## MATERIAL TO PROCESS
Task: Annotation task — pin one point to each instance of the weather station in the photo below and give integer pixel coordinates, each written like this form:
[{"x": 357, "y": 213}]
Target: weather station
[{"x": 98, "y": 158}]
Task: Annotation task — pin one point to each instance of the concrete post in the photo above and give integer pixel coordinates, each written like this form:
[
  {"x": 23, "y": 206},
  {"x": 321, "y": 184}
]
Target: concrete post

## WHAT YOU SHOULD DO
Look through the records and gather each line with the word "photo".

## SOLUTION TO THE EXERCISE
Task: Annotation task — pin one point to each instance of the weather station in the photo below and give integer pixel coordinates, each written like this form:
Task: Annotation task — pin one point to each instance of the concrete post in the photo above and give integer pixel coordinates, each written like this form:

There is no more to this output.